◆ **Extrait de page**:
Au sein des vastes champs de nos campagnes, loin des regards scrutateurs, les ouvrières agricoles se retrouvent au cœur d’une réalité trop souvent tragique. Leur quotidien, débutant dans l’obscurité du matin, est marqué par l’espoir de récolter des légumes et des fruits, suffisants pour répondre aux besoins essentiels de leurs familles. Cependant, derrière cette scène laborieuse, plane une menace persistante : celle des accidents routiers qui ensanglantent trop fréquemment leur chemin. Leurs simples espoirs sont trop souvent confrontés à des tragédies évitables, laissant dans leur sillage des familles brisées et des communautés en deuil…

Deux décès

Suite au tragique accident survenu le 5 février au matin dans la délégation de Jelma, impliquant le renversement d’un camion léger transportant plus de 30 travailleuses agricoles, ayant entraîné deux décès et des blessures de gravité variable, y compris des cas graves. Le personnel médical, paramédical et les services de protection civile ont été mobilisés, et tous ont été transportés à l’hôpital régional de Sidi Bouzid, lit-on dans un communiqué rendu public par l’Union régionale du travail de Sidi Bouzid le 5 février 2024. Une délégation du bureau exécutif de l’Union régionale du travail s’est rendue à l’hôpital pour s’enquérir de la santé des blessés, présenter ses condoléances aux familles et soutenir le personnel médical et paramédical, ainsi que tous les employés de l’hôpital qui travaillent ardemment avec les moyens disponibles pour prendre en charge les blessés malgré les ressources humaines et les équipements médicaux limités.

(Entrées de données enregistrées)
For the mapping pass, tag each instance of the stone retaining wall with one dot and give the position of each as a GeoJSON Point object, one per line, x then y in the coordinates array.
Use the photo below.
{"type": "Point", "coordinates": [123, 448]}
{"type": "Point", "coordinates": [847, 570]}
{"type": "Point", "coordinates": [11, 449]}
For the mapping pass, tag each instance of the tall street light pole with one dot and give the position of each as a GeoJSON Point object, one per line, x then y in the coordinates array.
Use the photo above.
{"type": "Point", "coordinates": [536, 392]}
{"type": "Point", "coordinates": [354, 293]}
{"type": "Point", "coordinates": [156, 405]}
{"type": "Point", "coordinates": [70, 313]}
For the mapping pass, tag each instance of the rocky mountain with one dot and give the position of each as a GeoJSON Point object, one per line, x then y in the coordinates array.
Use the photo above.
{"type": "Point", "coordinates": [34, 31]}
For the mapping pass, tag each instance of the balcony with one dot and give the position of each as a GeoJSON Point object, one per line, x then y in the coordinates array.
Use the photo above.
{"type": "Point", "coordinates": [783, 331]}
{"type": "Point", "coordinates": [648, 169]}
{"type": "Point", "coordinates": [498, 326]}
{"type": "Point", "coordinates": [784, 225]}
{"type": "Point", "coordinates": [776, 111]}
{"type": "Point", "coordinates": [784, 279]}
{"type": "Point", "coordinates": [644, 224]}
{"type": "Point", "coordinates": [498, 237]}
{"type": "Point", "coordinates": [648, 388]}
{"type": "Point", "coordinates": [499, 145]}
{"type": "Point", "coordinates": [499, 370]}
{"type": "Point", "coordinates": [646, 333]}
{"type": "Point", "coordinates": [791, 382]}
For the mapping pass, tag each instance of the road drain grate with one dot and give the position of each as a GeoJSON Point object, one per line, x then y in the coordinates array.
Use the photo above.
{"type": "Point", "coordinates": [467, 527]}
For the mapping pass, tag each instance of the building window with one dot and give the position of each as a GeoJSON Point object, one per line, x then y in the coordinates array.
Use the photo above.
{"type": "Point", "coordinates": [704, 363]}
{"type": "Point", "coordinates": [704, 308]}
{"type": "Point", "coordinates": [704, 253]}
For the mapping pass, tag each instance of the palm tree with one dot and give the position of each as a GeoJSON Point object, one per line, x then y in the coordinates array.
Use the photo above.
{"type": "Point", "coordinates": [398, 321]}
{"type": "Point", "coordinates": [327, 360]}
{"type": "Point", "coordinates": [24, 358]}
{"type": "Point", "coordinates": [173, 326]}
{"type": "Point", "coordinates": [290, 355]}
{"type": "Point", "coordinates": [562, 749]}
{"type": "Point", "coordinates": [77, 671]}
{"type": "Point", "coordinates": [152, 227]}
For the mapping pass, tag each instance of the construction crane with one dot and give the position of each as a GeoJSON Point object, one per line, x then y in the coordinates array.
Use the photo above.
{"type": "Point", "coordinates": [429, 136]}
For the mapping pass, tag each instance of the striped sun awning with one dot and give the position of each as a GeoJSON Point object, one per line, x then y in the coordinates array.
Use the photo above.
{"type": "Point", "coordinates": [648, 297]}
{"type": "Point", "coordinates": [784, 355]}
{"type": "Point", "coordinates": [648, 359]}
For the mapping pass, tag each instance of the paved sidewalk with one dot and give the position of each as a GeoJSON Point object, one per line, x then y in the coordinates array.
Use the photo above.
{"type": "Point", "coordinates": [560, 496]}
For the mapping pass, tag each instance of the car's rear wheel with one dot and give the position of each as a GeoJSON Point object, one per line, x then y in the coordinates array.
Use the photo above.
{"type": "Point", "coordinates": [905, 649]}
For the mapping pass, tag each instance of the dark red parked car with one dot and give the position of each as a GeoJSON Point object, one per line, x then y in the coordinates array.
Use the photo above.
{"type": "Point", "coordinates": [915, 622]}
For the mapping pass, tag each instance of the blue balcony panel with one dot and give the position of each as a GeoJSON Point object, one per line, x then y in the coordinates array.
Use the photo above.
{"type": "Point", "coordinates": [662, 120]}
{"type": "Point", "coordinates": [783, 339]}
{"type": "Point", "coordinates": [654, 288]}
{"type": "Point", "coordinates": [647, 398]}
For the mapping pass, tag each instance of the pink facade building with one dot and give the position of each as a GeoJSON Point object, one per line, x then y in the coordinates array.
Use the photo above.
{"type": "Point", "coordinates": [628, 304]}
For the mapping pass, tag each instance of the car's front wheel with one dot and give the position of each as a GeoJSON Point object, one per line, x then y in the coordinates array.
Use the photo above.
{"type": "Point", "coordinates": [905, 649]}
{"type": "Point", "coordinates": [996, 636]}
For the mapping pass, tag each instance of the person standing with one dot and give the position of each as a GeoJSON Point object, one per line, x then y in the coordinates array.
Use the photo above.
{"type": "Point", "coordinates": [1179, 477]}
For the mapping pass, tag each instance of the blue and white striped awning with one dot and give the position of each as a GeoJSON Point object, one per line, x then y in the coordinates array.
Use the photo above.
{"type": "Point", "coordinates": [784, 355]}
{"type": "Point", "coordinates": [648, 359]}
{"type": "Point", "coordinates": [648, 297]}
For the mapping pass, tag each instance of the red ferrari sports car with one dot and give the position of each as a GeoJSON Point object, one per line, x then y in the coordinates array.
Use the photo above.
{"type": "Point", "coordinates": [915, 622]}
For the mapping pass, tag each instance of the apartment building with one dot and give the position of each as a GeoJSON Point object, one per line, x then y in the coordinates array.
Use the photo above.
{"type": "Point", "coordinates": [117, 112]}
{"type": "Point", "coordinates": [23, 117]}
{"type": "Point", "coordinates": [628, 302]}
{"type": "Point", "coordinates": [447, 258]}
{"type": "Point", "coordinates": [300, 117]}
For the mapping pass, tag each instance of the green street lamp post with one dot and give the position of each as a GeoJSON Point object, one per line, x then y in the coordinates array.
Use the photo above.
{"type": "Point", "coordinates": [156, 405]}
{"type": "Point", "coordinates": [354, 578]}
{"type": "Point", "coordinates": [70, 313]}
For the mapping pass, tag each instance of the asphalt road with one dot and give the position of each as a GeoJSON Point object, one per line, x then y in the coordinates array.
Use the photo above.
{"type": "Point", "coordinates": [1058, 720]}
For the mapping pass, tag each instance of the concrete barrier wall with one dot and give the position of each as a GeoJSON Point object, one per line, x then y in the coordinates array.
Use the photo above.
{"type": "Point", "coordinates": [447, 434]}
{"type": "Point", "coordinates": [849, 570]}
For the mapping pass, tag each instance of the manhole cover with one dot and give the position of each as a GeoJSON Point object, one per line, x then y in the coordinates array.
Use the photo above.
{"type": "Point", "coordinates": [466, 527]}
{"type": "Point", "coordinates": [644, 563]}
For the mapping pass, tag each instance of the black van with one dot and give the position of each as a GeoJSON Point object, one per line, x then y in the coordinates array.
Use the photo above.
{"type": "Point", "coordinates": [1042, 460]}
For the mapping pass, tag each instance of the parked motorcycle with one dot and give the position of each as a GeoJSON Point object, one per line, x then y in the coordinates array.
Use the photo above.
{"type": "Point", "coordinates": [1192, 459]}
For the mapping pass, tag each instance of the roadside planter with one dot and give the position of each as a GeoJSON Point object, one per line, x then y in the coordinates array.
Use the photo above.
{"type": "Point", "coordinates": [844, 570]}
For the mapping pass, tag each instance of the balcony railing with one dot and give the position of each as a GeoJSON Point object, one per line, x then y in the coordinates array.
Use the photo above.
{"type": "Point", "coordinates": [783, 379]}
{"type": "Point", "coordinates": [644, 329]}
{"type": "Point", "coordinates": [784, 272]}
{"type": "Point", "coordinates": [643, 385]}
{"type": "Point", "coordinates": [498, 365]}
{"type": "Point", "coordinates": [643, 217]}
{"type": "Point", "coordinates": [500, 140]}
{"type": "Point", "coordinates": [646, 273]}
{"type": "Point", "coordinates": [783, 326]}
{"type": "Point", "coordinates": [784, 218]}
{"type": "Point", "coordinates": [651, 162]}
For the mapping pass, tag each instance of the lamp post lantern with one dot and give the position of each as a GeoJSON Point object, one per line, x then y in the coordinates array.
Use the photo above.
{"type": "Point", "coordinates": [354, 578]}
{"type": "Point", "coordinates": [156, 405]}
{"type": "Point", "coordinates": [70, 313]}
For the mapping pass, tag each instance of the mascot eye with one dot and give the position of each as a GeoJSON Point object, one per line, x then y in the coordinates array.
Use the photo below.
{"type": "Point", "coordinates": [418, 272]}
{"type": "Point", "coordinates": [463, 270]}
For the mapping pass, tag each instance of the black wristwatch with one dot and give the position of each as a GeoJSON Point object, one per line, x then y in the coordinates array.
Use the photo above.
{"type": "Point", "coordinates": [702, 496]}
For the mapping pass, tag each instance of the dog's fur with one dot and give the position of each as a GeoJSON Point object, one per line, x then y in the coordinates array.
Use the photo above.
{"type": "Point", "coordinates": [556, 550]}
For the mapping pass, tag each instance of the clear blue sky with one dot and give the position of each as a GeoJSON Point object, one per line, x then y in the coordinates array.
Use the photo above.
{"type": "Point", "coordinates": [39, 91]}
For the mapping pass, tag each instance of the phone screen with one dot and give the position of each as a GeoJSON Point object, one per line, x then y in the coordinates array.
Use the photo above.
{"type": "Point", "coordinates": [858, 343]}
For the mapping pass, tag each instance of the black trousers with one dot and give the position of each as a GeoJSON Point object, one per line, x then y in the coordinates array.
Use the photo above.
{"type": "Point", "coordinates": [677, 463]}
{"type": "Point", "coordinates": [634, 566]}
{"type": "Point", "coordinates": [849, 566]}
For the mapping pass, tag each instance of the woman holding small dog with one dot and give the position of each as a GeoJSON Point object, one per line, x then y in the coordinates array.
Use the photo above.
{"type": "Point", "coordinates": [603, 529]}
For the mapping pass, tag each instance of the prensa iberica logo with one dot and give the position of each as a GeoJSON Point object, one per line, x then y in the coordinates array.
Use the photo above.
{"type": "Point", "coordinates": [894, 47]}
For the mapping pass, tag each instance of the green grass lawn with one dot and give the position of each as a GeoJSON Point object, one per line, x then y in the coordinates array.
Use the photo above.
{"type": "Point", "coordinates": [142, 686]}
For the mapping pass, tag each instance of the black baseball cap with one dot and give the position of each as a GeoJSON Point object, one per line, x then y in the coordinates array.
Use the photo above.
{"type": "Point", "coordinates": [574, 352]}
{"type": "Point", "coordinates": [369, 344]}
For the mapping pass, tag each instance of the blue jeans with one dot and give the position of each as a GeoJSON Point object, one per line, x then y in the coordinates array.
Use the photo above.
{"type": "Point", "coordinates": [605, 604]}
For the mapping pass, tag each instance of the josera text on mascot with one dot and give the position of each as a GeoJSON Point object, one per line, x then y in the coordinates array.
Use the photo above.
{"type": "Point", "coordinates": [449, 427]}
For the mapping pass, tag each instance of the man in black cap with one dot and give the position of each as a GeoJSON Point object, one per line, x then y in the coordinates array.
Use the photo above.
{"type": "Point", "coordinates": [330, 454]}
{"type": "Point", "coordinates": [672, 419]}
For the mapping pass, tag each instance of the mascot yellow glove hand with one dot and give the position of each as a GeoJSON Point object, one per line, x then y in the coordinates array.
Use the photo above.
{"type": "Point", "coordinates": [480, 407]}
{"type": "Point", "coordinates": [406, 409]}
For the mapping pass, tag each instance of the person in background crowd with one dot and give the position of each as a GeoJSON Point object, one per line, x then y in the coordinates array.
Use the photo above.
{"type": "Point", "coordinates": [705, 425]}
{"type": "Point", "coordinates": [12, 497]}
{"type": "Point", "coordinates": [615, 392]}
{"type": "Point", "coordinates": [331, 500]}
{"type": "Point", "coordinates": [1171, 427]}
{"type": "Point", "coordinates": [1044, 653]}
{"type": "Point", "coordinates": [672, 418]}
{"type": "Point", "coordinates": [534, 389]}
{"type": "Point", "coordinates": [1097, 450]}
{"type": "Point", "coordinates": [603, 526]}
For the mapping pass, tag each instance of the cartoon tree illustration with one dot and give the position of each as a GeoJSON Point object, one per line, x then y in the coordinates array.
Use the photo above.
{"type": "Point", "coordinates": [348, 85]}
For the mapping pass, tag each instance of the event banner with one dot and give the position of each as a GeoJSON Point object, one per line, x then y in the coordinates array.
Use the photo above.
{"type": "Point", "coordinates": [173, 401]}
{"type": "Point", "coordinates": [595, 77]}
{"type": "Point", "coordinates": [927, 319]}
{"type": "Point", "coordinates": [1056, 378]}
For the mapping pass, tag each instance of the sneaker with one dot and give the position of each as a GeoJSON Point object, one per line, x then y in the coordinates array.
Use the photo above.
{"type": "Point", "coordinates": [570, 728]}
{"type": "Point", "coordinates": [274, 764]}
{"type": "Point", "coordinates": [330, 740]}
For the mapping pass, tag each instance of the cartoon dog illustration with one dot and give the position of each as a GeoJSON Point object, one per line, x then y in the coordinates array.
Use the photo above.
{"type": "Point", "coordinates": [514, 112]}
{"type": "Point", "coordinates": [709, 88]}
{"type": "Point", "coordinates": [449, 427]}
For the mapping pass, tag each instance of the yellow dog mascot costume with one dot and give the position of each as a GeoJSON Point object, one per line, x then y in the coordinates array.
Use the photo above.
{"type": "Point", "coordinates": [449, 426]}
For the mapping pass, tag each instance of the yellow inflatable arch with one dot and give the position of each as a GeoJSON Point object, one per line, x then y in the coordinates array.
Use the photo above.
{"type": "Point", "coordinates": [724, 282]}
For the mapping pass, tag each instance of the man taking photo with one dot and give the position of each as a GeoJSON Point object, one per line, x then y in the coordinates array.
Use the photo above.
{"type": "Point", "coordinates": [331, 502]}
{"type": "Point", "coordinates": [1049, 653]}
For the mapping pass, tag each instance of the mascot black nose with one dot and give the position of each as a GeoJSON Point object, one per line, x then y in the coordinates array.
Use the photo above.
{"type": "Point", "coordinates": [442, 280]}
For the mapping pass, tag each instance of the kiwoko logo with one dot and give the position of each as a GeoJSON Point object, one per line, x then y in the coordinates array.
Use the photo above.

◆ **Détails de l'exercice**: Indiquez, d'après le texte sur les ouvrières agricoles, vers quel hôpital les victimes de l'accident survenu dans la délégation de Jelma ont été transportées.

◆ **Réponse rédigée**: Elles ont été transportées à l'hôpital régional de Sidi Bouzid.